Records contained in a dataset:
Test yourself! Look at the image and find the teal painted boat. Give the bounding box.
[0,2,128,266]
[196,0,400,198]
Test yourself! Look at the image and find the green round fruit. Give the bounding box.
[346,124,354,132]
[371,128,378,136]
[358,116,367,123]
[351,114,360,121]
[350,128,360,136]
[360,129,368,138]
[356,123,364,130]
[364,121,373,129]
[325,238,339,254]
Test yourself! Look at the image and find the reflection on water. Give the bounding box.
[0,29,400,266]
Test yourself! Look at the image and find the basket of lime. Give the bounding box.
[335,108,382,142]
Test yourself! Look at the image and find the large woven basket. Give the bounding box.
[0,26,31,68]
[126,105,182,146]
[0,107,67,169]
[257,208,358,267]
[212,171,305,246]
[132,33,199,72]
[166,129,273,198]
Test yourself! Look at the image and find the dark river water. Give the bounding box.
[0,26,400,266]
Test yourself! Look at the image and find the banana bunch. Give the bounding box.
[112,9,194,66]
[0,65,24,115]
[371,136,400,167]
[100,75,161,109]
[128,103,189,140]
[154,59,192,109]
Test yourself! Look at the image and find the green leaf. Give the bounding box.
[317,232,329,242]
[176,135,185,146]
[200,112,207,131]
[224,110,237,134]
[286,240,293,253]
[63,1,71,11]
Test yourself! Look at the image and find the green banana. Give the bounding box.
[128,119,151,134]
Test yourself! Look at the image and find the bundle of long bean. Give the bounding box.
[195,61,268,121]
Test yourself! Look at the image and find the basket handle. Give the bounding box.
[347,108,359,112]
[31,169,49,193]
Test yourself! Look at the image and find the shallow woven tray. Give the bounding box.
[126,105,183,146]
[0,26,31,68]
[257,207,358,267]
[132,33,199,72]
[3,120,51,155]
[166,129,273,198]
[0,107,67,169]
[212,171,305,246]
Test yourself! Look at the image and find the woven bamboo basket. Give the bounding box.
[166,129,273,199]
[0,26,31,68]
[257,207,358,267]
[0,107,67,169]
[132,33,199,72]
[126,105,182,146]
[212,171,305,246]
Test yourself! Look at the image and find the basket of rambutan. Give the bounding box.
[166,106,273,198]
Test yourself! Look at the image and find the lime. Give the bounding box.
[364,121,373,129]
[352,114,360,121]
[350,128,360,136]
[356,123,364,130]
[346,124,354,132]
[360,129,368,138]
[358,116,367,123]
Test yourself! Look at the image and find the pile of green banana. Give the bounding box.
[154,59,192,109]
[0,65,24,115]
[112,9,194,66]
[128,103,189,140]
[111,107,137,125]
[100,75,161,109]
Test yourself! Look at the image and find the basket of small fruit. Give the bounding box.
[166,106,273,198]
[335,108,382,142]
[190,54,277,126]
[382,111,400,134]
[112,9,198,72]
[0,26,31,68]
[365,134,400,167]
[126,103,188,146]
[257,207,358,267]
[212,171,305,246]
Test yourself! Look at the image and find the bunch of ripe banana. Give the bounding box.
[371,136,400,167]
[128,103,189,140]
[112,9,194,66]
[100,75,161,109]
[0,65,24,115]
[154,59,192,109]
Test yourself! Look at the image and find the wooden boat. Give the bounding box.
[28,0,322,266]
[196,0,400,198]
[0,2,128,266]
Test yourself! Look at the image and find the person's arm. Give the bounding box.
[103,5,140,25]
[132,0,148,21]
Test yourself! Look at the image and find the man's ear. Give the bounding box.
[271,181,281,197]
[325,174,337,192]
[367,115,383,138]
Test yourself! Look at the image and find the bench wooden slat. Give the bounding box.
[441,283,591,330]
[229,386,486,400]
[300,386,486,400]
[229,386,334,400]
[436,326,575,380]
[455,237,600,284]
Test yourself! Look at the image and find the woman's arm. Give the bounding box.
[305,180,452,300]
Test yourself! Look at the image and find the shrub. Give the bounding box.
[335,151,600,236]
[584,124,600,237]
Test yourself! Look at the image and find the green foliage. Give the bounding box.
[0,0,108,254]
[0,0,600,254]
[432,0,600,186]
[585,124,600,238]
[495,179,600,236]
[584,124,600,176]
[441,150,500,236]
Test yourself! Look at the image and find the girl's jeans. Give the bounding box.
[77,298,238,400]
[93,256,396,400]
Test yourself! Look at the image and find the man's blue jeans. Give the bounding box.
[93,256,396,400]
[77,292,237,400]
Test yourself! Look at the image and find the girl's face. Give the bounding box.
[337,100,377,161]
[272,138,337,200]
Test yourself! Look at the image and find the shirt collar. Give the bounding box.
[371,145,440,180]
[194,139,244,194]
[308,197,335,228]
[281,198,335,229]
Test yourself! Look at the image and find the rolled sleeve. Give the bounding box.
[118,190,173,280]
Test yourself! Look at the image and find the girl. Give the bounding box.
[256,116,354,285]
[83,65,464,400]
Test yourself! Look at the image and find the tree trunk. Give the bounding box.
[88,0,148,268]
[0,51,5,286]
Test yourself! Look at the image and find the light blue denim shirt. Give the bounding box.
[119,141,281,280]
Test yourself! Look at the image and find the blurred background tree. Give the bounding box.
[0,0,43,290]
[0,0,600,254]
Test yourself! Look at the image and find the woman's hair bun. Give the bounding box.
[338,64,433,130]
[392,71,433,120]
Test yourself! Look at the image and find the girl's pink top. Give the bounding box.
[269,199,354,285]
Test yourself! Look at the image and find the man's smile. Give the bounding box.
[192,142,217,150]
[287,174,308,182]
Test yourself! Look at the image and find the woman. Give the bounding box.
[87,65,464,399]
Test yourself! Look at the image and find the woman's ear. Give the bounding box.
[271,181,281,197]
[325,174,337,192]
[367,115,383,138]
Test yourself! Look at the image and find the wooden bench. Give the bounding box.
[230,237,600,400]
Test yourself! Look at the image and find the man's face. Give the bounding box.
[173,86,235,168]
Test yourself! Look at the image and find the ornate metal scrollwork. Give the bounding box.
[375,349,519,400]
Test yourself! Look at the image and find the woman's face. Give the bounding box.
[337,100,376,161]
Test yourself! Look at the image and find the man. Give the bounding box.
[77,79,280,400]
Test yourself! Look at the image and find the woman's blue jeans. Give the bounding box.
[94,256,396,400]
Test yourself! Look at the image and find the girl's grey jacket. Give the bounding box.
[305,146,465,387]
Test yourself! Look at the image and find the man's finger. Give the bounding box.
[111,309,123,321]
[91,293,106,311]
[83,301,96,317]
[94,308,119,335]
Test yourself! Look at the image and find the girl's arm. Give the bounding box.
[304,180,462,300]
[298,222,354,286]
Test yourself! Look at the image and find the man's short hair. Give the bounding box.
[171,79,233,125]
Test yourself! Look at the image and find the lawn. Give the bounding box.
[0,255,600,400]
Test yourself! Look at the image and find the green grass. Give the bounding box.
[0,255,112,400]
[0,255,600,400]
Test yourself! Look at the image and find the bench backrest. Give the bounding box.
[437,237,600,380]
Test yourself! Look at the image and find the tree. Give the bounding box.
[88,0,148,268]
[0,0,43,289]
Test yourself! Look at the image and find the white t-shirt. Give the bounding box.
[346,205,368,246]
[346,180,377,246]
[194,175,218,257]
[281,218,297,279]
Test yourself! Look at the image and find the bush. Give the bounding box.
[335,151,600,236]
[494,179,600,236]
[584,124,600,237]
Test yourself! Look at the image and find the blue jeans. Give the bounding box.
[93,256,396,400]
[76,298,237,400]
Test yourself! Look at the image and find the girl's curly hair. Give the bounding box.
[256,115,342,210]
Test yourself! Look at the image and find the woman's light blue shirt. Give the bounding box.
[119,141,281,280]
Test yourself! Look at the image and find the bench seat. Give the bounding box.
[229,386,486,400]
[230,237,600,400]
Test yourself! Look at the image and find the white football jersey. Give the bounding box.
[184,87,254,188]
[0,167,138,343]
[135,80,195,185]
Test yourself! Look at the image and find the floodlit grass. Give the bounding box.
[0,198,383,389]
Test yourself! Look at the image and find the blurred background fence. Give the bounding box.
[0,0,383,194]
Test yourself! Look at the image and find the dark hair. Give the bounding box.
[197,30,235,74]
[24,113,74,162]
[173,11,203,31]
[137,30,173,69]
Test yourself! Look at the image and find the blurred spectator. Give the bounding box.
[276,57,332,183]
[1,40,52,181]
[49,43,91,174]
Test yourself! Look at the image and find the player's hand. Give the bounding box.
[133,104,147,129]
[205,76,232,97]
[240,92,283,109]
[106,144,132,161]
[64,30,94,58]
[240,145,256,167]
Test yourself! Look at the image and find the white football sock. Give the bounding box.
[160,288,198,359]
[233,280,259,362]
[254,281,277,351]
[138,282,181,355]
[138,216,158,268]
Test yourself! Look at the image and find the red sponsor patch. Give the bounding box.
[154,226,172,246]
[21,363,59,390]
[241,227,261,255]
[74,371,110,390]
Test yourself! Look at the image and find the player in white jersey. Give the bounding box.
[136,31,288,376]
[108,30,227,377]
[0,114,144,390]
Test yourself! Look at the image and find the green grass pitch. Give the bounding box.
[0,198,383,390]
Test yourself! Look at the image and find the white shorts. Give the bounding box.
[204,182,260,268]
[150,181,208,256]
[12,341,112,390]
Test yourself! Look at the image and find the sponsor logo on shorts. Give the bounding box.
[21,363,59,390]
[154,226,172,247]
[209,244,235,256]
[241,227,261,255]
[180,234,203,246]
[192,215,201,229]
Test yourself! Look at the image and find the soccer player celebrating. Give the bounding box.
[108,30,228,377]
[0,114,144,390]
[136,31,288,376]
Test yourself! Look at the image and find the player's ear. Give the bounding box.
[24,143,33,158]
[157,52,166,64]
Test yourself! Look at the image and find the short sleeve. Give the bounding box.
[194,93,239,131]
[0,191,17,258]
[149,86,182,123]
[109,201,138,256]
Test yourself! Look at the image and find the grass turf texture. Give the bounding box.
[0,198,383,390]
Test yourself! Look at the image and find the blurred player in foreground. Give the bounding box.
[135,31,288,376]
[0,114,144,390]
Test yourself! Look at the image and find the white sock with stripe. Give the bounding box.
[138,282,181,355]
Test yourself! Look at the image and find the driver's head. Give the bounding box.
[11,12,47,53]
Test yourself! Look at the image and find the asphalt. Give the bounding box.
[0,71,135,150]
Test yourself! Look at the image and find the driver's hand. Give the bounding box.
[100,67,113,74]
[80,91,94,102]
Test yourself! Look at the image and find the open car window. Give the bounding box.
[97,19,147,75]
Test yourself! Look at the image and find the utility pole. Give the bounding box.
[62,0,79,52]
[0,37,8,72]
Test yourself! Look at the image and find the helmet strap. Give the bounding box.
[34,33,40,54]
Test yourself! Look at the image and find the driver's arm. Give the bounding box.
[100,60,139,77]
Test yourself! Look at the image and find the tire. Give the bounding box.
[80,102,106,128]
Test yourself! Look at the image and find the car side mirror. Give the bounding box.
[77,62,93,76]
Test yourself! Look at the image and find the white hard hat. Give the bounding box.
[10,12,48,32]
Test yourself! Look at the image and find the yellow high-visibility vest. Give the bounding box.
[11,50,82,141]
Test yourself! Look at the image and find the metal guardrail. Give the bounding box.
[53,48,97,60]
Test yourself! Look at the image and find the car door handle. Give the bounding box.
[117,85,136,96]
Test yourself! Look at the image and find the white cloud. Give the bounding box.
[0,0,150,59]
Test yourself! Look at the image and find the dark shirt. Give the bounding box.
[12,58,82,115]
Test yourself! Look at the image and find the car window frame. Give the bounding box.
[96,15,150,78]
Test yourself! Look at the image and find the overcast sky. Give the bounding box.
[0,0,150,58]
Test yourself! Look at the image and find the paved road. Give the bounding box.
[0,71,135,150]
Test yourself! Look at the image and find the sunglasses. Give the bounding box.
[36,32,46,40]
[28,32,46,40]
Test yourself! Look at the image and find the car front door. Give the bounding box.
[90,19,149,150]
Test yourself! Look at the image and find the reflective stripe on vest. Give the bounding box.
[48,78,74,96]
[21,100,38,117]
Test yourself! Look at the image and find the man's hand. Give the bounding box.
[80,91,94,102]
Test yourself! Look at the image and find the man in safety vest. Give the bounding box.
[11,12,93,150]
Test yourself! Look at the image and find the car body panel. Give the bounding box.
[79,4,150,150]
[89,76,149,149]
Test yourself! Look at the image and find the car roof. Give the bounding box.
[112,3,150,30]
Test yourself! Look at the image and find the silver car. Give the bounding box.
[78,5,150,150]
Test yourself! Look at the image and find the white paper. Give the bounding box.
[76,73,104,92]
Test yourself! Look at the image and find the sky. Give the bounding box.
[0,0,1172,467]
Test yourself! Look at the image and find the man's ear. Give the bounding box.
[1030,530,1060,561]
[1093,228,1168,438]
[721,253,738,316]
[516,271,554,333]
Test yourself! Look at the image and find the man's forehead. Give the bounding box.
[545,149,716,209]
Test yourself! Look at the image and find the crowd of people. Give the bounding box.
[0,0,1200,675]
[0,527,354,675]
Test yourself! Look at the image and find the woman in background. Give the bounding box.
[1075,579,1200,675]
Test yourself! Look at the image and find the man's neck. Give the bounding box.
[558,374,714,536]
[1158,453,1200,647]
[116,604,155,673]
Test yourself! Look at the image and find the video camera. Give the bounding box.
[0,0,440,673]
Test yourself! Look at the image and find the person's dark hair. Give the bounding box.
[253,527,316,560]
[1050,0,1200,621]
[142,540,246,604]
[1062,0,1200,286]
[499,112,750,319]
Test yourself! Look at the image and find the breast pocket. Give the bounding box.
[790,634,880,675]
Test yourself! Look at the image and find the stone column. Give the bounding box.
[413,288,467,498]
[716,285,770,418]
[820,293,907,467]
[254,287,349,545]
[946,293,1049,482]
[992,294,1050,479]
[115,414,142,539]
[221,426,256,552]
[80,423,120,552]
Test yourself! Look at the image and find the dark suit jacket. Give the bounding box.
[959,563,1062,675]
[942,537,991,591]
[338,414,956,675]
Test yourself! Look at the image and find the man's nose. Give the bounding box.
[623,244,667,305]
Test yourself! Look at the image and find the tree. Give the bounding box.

Task brief: Please retype, exactly as written, every line from the line containing "Test yourself! Look at the image and find the stone" through the last line of the records above, including both of those lines, and nothing else.

Solution below:
Test yourself! Look at the image and find the stone column. Give the bounding box.
[413,288,467,498]
[716,285,770,418]
[820,293,907,467]
[254,287,349,545]
[946,293,1049,482]
[992,294,1050,479]
[115,414,142,539]
[221,426,256,552]
[80,423,120,552]
Test yourself! Look at the image and find the dark suit jacket. Give the bounding box.
[959,563,1062,675]
[942,537,991,591]
[338,414,956,675]
Test yourself! Look at the image and find the man's nose. Give the bounding box.
[623,244,667,305]
Test yourself! Look at the image and find the tree. Give the bounding box.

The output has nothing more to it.